Render the lines from the one containing "Where can you spot the man's short" up to and including the one containing "pixel 373 162" as a Markdown table with a Row column giving each line's number and a Text column holding the line itself. Skip any blank lines.

## BEGIN ITEMS

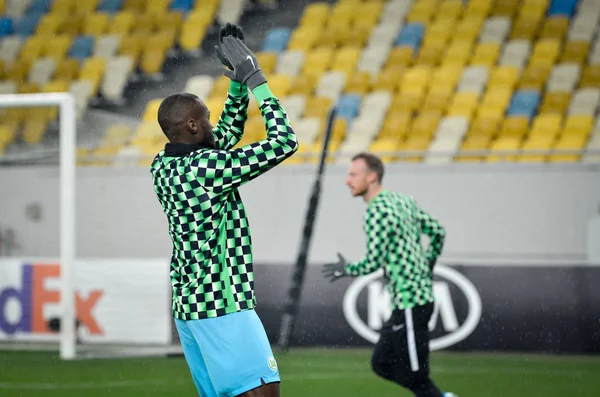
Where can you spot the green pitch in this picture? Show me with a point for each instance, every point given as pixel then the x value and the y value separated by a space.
pixel 306 372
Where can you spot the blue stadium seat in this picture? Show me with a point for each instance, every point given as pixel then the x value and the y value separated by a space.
pixel 82 47
pixel 348 105
pixel 524 103
pixel 276 39
pixel 26 26
pixel 6 26
pixel 411 35
pixel 39 6
pixel 182 5
pixel 110 6
pixel 562 7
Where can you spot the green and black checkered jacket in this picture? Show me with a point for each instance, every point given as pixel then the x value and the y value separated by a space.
pixel 211 263
pixel 394 224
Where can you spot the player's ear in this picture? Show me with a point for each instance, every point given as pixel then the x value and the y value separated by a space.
pixel 192 126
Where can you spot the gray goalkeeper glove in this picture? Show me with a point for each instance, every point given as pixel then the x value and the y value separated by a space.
pixel 243 61
pixel 233 30
pixel 333 271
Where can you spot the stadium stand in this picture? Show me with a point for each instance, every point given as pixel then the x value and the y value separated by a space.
pixel 438 77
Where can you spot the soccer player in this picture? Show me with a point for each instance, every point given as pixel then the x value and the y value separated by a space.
pixel 196 179
pixel 394 223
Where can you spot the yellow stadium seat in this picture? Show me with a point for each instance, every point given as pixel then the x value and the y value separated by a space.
pixel 514 127
pixel 122 23
pixel 417 77
pixel 463 104
pixel 545 52
pixel 578 125
pixel 446 75
pixel 317 61
pixel 144 23
pixel 568 142
pixel 437 98
pixel 505 8
pixel 267 61
pixel 132 46
pixel 93 70
pixel 554 28
pixel 388 79
pixel 457 53
pixel 497 97
pixel 555 102
pixel 486 54
pixel 484 125
pixel 62 6
pixel 536 143
pixel 345 59
pixel 315 14
pixel 396 126
pixel 424 125
pixel 524 28
pixel 57 47
pixel 95 24
pixel 134 5
pixel 422 11
pixel 50 24
pixel 400 56
pixel 473 143
pixel 468 29
pixel 430 54
pixel 418 143
pixel 478 8
pixel 534 77
pixel 590 77
pixel 66 70
pixel 575 52
pixel 86 7
pixel 317 107
pixel 504 77
pixel 280 84
pixel 503 148
pixel 304 38
pixel 303 85
pixel 358 82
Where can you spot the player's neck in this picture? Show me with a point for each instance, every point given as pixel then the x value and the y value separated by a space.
pixel 373 191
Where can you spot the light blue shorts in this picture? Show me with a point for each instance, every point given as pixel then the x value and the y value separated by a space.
pixel 228 355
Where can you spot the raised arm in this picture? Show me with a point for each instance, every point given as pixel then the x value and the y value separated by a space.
pixel 230 126
pixel 224 170
pixel 436 233
pixel 379 233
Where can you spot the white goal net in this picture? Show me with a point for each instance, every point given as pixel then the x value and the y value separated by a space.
pixel 54 294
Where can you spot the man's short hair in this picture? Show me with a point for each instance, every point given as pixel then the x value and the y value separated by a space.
pixel 171 108
pixel 373 162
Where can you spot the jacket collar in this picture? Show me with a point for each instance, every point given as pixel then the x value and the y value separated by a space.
pixel 181 149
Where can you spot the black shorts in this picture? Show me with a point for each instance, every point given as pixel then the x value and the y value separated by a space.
pixel 402 353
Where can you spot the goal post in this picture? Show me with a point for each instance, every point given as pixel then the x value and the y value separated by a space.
pixel 67 155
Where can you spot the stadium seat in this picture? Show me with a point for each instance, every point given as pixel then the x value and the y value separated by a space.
pixel 562 7
pixel 575 52
pixel 276 40
pixel 554 28
pixel 585 102
pixel 555 102
pixel 82 47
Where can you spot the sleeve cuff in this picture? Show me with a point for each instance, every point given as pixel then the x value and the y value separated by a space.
pixel 262 92
pixel 237 89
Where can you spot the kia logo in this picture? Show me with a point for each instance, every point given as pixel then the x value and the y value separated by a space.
pixel 379 307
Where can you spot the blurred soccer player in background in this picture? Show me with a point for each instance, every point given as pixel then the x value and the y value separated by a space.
pixel 394 224
pixel 196 179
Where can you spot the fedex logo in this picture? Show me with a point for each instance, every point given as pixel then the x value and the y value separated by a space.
pixel 33 297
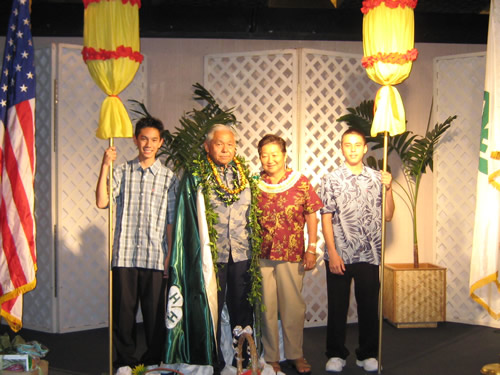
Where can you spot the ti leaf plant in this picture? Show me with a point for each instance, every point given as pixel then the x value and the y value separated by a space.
pixel 416 154
pixel 185 143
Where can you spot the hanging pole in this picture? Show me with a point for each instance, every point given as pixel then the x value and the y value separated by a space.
pixel 110 256
pixel 382 260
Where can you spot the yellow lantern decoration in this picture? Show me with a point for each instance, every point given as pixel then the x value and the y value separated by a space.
pixel 388 44
pixel 112 54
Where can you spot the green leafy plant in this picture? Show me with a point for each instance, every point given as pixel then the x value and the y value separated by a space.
pixel 415 152
pixel 185 144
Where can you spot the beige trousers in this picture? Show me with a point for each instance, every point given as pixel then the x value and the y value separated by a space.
pixel 282 294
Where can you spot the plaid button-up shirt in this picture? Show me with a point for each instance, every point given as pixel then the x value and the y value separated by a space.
pixel 145 204
pixel 232 227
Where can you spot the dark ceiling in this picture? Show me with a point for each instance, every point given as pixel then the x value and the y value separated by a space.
pixel 436 21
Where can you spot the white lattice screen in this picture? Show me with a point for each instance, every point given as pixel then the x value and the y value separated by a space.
pixel 458 90
pixel 72 277
pixel 297 94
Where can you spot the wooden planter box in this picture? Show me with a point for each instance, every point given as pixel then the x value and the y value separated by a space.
pixel 414 297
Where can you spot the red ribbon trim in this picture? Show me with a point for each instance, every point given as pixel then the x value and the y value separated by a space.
pixel 393 4
pixel 124 2
pixel 390 58
pixel 90 53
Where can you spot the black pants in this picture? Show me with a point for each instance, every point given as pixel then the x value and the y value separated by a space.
pixel 235 285
pixel 132 286
pixel 366 288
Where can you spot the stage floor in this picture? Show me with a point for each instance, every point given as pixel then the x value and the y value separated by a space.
pixel 451 348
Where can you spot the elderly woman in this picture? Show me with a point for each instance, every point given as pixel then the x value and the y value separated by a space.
pixel 288 201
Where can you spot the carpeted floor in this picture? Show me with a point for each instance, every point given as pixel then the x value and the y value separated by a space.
pixel 451 348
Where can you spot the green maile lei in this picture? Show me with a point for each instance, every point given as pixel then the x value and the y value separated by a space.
pixel 207 180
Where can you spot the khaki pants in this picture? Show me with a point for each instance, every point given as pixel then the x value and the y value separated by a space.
pixel 282 293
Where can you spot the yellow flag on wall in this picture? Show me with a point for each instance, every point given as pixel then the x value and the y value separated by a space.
pixel 485 259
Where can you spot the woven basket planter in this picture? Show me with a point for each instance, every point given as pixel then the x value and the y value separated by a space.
pixel 414 297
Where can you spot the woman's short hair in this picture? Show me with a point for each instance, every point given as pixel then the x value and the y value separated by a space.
pixel 272 138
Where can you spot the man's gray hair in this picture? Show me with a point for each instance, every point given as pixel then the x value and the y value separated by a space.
pixel 210 134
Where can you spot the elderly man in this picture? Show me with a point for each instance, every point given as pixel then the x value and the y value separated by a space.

## END ITEMS

ANSWER TO THIS PROBLEM:
| Row | Text |
|---|---|
| 1 | Where can you spot the man's short hair in this picture? Show me with a point for each instance, every point given as pixel then the x value and the y value separated by a space. |
| 2 | pixel 171 108 |
| 3 | pixel 373 162 |